- [Task details] Copy out the part of the listing that opens with the line containing "Task: point out the white mittens, one" and closes with the line containing "[[638, 501]]", keeping every line, and shift each answer coordinate up by 35. The sample coordinates under "result shape" stay as they are.

---------- Material ----------

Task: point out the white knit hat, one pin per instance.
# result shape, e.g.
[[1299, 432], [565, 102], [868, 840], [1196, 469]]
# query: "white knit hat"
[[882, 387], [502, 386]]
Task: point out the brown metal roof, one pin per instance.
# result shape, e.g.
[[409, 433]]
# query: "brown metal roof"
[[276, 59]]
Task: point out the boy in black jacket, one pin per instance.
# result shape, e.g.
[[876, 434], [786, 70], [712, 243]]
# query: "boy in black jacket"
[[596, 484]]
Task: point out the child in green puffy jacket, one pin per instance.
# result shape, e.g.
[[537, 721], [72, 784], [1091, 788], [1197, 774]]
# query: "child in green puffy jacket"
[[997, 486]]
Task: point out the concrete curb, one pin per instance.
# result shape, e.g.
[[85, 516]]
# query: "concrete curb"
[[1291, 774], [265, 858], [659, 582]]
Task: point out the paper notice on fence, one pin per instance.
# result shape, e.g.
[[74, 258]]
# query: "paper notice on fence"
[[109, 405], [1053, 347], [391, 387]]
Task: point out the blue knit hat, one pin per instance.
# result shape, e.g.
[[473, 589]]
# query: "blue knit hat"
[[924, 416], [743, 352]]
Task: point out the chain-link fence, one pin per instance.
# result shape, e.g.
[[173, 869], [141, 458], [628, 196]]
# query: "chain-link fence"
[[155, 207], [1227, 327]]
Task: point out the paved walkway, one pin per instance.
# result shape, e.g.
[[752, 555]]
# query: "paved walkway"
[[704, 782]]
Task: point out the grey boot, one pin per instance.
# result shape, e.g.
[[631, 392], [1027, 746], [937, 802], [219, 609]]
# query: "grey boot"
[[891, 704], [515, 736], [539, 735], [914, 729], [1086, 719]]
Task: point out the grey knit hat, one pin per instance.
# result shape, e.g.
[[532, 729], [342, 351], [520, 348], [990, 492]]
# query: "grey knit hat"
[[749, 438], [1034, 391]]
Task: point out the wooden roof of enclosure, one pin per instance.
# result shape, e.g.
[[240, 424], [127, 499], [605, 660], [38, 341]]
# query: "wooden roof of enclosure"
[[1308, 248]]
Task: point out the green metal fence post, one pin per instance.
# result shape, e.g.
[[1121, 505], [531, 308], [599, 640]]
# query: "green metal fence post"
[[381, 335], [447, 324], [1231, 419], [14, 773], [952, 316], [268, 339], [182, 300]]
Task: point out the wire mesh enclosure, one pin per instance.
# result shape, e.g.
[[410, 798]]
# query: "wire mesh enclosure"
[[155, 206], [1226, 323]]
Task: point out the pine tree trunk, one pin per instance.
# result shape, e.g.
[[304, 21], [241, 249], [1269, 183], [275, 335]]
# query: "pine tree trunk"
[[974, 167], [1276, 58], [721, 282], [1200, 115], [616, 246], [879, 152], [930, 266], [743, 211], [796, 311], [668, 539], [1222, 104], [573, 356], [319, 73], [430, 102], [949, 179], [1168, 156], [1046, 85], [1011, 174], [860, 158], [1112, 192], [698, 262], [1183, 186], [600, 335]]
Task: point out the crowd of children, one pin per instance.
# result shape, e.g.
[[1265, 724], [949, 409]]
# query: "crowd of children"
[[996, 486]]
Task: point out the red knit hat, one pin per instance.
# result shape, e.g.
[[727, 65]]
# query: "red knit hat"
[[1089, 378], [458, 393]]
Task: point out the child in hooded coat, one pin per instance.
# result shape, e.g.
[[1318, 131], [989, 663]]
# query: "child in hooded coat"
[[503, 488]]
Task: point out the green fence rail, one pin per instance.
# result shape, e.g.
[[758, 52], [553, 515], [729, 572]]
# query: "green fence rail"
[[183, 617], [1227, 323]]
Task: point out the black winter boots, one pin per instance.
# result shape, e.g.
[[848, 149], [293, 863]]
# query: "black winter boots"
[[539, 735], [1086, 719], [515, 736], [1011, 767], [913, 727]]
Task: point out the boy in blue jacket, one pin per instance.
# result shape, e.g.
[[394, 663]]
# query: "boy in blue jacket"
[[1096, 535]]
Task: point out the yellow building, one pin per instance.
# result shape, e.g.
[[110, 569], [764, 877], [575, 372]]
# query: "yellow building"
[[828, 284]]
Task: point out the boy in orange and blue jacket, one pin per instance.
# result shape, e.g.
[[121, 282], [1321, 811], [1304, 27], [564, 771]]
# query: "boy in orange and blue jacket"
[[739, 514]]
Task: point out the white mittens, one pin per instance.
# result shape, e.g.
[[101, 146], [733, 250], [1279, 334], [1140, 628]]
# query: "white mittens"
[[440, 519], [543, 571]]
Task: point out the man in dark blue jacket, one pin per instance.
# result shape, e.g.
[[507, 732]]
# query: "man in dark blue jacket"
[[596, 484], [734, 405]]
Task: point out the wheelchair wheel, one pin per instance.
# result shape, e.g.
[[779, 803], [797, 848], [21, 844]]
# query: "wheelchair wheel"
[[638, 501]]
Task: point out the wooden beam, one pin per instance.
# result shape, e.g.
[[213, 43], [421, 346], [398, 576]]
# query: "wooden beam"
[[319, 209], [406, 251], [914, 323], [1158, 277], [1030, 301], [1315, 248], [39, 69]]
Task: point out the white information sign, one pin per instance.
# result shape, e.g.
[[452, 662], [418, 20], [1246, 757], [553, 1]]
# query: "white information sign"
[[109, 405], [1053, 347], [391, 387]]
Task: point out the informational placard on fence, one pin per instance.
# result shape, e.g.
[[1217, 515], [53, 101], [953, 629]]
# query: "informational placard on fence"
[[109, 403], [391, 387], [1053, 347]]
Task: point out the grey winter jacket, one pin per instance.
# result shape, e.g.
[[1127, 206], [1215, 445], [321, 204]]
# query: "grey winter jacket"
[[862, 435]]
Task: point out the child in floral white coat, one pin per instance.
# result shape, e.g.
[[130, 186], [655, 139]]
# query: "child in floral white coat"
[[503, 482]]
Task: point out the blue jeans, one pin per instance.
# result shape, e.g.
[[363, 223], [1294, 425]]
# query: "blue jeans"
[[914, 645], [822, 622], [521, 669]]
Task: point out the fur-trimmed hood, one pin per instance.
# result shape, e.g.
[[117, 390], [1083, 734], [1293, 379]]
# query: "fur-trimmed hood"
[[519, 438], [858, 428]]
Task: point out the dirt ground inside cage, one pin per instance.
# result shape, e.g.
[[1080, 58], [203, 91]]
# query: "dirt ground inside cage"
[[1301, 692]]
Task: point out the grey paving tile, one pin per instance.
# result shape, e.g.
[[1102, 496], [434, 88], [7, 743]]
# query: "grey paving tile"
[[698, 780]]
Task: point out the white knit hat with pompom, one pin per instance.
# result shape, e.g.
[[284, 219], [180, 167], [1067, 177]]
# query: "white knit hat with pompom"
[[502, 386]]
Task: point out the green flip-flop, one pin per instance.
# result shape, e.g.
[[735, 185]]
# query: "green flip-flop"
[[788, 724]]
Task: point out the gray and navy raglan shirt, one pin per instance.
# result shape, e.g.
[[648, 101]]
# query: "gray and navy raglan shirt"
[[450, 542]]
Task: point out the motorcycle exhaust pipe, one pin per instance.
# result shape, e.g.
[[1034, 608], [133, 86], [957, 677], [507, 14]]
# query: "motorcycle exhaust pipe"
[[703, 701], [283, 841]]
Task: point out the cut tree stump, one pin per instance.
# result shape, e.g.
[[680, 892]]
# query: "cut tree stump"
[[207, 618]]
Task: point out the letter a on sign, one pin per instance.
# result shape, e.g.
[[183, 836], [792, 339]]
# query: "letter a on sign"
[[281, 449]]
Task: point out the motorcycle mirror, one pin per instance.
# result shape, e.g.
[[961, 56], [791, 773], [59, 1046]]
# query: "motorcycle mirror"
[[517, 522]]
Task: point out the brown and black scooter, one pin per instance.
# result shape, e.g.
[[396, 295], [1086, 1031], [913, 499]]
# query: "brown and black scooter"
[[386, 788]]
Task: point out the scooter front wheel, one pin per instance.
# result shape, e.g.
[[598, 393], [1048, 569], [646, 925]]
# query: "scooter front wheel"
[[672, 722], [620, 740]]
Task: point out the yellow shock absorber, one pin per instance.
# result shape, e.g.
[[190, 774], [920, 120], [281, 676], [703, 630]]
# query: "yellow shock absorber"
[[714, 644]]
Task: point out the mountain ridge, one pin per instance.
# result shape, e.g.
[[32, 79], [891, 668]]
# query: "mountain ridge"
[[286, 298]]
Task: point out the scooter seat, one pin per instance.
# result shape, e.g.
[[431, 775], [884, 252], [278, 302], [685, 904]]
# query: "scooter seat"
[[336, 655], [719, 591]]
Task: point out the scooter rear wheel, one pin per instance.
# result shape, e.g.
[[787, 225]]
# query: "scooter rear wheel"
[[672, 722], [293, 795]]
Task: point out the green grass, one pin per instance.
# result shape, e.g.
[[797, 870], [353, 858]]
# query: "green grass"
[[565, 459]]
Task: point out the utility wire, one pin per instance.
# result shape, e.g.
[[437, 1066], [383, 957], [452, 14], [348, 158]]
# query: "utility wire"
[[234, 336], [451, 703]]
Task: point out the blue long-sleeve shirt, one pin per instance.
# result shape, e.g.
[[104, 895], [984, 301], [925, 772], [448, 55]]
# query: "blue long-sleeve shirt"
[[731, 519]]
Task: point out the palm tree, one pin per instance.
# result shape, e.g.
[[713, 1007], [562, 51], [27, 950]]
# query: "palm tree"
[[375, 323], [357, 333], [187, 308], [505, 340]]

----------

- [Written solution]
Task: point out the white mittens, one pin per instance.
# result shape, e.g.
[[101, 146], [733, 250], [1279, 334], [1140, 628]]
# query: "white mittens"
[[475, 554], [578, 606]]
Task: point out the man in dark blue jacket, one pin per instance.
# result shape, e.g.
[[507, 732]]
# query: "man in dark blue jacket"
[[631, 519], [769, 440]]
Task: point out the wheelchair wheel, one pin per instance.
# result shape, e.g.
[[779, 803], [797, 848], [21, 844]]
# query: "wheelchair wheel"
[[673, 536]]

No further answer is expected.